## Passage
--------------------

The difference between Smallholder beginning a discussion by calling my friend a ‘moron’ and me opening an argument with ‘Smallholder is a nimrod’ is twofold: one, my use of ‘nimrod’ was intended as a mirror to his dismissal of the Spanish, whereas his use of ‘moron’ had no precedent in our discussion; and two, Smallholder and I have a shared history that allows for ocassionally ‘bare-knuckled’ teasing between us, whereas he shares no such familiarity with my friend. Contrary to Smallholder’s suggestion in a previous post, I think my position on this matter is consistent. I am wryly suggesting that Smallholder consider himself chastised and end this aspect of the discussion. Ha.

Concerning the Spanish election and the situation in Iraq, I refer interested readers to this article, which states, as I predicted, that Zapatero, the PM-elect, has pledged to send additional troops to Afghanistan and, if the U.S. transfers power in Iraq to the U.N., the Spanish troops could stay in place. The Spanish have hardly given up the fight against al Qaeda: if they had, they would also be withdrawing from Afghanistan. The decision not to fight in Iraq under the U.S. umbrella is a tactical decision in the war on terror, not a strategic one. Regarding charges of appeasement: would al Qaeda’s behavior be motivated any differently if the Spanish had re-elected the old government and stayed in Iraq? I say no. Al Qaeda’s objective in attacking Madrid was not military, it was political. There is no military advantage to the Spanish withdrawal, and al Qaeda knows it: the U.S. as practically unlimited military resources and can compensate for any tactical gap on the ground in Iraq. True, the perception that al Qaeda changed the government of Spain serves the objectives of the terrorists and should be considered a victory for them. But Spain, with 90% of the population opposing the war, was a politically vulnerable target, and al Qaeda chose well.

--------------------

## Tasks and exercises
**1.** For the post about the Spanish election, say whether each statement agrees with it, answering yes or no and quoting the words that decide it: (a) Zapatero has pledged to send additional troops to Afghanistan; (b) Spain is withdrawing its troops from Afghanistan; (c) about 90% of Spain's population opposed the war.
**2.** Turn the paragraph of the post that begins "Concerning the Spanish election and the situation in Iraq" into a short bulleted list that keeps its main facts.
The entries that come next have nothing to do with the post.

## The data
--------------------

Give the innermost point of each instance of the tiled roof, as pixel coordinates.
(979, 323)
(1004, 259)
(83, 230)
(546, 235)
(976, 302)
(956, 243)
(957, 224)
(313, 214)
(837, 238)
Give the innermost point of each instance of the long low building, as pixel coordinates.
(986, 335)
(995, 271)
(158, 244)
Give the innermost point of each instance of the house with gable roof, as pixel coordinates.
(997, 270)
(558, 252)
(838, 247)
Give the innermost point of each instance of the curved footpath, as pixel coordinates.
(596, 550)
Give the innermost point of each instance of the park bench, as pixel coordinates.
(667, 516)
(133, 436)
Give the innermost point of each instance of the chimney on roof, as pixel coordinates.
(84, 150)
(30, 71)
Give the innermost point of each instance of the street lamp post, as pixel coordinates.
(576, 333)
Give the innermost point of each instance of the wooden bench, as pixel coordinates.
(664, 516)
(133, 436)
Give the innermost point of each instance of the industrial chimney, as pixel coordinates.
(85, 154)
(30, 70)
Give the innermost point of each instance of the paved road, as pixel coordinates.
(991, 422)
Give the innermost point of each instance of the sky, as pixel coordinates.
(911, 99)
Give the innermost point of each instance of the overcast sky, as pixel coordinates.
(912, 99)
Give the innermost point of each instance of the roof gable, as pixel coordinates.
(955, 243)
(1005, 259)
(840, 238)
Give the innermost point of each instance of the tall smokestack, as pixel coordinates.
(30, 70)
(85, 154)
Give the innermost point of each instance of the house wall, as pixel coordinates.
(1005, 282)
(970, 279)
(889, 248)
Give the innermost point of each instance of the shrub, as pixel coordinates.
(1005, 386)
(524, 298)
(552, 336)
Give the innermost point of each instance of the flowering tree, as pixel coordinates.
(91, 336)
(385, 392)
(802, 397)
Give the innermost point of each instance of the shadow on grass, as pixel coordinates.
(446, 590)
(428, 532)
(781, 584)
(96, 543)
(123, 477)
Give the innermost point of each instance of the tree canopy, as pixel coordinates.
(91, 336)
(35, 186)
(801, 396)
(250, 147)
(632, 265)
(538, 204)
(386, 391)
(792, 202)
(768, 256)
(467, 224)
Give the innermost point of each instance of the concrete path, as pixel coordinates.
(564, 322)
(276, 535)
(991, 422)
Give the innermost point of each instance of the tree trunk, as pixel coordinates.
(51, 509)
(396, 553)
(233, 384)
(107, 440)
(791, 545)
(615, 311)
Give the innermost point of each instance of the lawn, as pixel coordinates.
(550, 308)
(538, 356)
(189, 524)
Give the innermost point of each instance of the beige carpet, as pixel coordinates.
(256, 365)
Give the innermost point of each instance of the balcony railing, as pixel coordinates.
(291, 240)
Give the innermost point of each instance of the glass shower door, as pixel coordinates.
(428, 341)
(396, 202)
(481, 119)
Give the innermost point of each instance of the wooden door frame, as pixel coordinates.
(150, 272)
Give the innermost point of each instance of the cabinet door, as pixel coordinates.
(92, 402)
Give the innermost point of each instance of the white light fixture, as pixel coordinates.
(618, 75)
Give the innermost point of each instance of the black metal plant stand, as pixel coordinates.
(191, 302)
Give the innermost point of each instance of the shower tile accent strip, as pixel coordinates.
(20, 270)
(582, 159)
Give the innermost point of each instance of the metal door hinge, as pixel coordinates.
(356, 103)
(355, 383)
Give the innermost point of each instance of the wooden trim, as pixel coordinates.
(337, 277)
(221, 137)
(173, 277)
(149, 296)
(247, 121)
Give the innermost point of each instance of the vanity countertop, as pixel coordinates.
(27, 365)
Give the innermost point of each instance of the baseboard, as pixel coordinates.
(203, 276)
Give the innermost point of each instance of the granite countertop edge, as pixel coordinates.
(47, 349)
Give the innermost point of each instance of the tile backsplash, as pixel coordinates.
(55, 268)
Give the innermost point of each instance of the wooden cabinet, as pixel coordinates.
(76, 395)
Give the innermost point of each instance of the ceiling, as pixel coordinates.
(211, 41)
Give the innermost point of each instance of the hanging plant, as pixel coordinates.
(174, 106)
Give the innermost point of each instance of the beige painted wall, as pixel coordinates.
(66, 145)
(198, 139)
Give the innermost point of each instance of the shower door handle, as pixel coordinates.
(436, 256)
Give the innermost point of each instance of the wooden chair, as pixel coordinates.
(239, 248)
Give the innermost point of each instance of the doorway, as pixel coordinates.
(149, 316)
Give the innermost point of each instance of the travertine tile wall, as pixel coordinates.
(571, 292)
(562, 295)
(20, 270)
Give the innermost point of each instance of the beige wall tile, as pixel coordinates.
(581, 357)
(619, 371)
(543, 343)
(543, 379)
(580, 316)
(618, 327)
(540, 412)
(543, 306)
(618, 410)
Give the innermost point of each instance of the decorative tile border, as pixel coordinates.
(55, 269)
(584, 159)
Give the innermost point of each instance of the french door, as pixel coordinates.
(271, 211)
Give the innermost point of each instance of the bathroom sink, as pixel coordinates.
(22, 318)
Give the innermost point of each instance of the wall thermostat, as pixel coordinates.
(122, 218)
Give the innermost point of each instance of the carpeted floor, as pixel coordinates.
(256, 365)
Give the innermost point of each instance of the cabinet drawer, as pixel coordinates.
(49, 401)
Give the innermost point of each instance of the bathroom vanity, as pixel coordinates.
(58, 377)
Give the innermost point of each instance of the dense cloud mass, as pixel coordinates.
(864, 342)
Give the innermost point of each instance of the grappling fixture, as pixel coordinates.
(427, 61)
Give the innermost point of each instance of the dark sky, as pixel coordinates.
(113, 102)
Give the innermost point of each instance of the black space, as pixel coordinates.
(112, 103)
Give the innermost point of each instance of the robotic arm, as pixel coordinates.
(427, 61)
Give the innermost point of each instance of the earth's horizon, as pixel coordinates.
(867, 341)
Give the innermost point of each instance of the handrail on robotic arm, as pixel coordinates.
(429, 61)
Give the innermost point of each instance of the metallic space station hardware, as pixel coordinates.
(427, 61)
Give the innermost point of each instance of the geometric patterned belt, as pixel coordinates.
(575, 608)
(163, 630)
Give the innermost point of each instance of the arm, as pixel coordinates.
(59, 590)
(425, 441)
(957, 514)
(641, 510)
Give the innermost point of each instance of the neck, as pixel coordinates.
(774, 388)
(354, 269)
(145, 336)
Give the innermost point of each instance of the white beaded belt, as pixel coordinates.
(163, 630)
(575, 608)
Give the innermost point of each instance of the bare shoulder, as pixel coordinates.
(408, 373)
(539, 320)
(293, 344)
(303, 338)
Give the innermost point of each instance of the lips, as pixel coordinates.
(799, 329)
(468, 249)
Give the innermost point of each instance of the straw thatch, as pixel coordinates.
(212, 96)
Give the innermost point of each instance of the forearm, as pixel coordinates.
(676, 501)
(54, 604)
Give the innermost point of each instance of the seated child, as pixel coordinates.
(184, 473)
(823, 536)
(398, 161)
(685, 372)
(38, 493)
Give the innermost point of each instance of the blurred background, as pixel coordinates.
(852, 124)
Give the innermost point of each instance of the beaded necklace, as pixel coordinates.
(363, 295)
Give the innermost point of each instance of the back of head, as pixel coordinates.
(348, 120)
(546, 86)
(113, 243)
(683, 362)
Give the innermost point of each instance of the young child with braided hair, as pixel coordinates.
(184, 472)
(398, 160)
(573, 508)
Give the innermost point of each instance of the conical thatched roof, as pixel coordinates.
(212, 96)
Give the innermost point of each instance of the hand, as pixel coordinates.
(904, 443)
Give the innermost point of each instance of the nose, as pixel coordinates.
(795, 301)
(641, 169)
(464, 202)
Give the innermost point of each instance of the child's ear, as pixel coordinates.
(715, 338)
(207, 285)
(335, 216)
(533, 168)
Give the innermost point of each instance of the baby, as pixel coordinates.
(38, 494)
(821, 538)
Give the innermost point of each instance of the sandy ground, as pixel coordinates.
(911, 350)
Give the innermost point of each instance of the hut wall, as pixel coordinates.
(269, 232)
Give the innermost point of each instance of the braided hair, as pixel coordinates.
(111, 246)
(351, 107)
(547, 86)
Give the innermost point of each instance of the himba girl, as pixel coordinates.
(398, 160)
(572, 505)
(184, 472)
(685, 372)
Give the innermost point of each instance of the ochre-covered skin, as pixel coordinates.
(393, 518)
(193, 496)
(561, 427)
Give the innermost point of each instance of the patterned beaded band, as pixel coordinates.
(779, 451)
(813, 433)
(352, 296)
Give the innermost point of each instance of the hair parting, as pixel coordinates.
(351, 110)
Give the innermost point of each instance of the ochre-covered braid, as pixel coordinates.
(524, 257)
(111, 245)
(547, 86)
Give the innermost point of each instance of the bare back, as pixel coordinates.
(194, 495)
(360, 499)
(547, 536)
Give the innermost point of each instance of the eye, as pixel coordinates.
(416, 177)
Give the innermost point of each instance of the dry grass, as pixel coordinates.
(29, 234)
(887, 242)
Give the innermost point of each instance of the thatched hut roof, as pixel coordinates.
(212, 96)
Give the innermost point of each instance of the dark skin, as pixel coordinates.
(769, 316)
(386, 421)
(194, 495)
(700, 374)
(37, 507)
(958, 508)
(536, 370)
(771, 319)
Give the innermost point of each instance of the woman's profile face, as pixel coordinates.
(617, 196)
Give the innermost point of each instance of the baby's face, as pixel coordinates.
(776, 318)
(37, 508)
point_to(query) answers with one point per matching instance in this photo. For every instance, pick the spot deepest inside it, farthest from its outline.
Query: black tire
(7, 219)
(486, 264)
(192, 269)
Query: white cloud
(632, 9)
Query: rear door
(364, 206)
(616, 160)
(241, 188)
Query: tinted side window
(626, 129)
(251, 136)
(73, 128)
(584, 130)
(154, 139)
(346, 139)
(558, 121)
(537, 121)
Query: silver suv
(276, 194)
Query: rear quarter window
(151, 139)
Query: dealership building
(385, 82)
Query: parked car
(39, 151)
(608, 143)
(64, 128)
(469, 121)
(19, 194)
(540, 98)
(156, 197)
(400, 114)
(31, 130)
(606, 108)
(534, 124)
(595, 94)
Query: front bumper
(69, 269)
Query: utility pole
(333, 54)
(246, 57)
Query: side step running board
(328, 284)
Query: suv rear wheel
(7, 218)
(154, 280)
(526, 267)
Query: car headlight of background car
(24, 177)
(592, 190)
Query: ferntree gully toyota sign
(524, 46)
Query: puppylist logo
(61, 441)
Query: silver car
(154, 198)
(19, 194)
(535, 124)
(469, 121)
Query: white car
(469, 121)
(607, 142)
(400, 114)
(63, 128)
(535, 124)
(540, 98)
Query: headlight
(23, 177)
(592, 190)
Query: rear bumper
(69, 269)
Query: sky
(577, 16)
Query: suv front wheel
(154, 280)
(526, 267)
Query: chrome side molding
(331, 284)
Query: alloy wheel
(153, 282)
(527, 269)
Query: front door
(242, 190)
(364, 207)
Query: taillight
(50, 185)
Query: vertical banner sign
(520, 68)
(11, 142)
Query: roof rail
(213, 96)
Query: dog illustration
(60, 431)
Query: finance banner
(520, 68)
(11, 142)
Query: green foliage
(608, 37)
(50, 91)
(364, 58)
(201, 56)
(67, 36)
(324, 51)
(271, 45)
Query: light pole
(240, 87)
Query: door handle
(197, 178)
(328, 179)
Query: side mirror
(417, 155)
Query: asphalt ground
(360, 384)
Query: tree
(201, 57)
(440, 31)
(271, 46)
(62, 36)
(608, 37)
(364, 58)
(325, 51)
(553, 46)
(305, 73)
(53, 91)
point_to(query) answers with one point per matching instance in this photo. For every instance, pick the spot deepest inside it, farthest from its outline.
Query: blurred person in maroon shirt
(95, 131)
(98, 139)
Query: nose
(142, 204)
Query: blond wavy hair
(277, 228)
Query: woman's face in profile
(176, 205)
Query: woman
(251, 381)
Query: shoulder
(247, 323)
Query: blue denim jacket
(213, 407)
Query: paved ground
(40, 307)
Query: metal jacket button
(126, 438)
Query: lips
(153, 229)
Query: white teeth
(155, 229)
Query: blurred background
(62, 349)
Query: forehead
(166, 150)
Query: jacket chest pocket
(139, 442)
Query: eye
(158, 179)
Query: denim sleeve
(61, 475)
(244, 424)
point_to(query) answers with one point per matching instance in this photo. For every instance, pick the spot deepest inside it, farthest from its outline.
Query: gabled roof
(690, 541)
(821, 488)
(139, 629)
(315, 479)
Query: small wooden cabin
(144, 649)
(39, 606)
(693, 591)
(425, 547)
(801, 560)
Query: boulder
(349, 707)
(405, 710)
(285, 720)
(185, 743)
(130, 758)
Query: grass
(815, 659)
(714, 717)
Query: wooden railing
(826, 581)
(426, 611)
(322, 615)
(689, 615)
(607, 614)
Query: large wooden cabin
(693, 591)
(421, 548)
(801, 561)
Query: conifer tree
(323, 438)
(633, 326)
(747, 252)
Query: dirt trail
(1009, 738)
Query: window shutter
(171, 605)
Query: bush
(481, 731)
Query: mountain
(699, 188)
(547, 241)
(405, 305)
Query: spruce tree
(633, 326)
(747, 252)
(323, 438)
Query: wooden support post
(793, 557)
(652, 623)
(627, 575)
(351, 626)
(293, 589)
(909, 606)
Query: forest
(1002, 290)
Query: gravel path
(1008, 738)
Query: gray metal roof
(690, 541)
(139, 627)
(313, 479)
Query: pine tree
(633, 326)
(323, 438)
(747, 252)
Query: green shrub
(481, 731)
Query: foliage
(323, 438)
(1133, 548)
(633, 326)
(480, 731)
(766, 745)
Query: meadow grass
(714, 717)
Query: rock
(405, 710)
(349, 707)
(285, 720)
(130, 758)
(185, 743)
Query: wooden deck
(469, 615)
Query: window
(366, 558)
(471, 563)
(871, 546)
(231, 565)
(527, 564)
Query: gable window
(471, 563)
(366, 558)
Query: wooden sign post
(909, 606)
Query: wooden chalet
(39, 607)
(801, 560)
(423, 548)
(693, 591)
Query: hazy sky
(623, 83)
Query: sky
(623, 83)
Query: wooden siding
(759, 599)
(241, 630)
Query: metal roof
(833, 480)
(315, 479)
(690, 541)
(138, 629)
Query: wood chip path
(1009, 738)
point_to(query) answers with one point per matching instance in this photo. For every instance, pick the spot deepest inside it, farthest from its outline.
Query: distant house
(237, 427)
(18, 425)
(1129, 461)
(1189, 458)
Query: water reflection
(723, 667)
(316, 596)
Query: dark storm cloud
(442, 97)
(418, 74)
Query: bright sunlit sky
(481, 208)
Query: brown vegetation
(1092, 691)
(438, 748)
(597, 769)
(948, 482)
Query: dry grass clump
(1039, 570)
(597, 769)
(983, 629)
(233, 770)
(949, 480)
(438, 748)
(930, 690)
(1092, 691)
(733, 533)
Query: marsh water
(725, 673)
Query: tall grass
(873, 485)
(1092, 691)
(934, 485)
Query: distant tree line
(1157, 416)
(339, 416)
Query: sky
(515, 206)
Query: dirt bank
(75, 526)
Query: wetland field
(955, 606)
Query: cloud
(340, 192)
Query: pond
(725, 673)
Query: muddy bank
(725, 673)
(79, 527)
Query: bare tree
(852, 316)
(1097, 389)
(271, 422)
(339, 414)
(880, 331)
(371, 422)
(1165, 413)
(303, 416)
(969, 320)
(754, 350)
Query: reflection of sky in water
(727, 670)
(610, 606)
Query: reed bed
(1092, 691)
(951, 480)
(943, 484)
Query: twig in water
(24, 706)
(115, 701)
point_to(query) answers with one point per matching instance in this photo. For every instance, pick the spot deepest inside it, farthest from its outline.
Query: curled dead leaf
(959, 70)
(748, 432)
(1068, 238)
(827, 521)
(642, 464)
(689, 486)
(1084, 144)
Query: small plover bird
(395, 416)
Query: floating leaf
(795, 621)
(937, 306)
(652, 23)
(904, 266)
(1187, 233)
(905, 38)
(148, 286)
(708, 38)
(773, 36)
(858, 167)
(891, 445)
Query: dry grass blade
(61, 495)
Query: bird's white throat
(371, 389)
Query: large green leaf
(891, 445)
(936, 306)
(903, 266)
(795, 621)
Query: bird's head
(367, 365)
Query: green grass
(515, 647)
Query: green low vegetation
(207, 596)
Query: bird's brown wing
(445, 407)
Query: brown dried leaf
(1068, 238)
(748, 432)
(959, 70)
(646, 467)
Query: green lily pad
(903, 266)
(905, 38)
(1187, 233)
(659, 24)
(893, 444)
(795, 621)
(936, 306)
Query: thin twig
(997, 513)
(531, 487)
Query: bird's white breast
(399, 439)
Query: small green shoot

--------------------

## Answers for the tasks
**1.**
(a) Yes: "Zapatero, the PM-elect, has pledged to send additional troops to Afghanistan"
(b) No: "The Spanish have hardly given up the fight against al Qaeda: if they had, they would also be withdrawing from Afghanistan."
(c) Yes: "with 90% of the population opposing the war"

**2.**
- A cited article says Zapatero, the PM-elect, has pledged more troops for Afghanistan, and Spanish troops could stay in Iraq if the U.S. hands power there to the U.N.
- Spain has not given up the fight against al Qaeda. Otherwise it would also be leaving Afghanistan.
- Not fighting in Iraq under the U.S. umbrella is a tactical decision, not a strategic one.
- Al Qaeda's behavior would be no different had the old government been re-elected, because its aim in attacking Madrid was political, not military.
- The withdrawal gives no military advantage, since the U.S. can cover any tactical gap in Iraq.
- The perception that al Qaeda changed Spain's government is a victory for the terrorists.
- With 90% of Spaniards opposing the war, Spain was a politically vulnerable target, and al Qaeda chose well.